• **Data extract**
-----

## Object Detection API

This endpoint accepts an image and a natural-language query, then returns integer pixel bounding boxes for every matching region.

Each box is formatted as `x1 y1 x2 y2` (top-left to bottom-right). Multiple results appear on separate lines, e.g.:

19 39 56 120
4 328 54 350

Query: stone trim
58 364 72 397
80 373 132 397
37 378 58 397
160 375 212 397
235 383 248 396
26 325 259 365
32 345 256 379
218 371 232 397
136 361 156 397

-----

• **To do**
Convert every nonblank line of the material above into a Markdown table with two columns, Row and Line, where Row numbers the lines in order and Line holds each line's text.

• **Exercise answer**
| Row | Line |
|---|---|
| 1 | ## Object Detection API |
| 2 | This endpoint accepts an image and a natural-language query, then returns integer pixel bounding boxes for every matching region. |
| 3 | Each box is formatted as `x1 y1 x2 y2` (top-left to bottom-right). Multiple results appear on separate lines, e.g.: |
| 4 | 19 39 56 120 |
| 5 | 4 328 54 350 |
| 6 | Query: stone trim |
| 7 | 58 364 72 397 |
| 8 | 80 373 132 397 |
| 9 | 37 378 58 397 |
| 10 | 160 375 212 397 |
| 11 | 235 383 248 396 |
| 12 | 26 325 259 365 |
| 13 | 32 345 256 379 |
| 14 | 218 371 232 397 |
| 15 | 136 361 156 397 |